SHORT EXERCISE:
Repeat the data below word for word, with every line unchanged.

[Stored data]
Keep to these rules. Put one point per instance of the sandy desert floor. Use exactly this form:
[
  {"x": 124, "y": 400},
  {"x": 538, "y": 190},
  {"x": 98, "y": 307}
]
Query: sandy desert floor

THE REPLY:
Keep to these rules. Put one point per instance of the sandy desert floor. Use exactly this form:
[
  {"x": 124, "y": 400},
  {"x": 538, "y": 190},
  {"x": 98, "y": 307}
]
Query: sandy desert floor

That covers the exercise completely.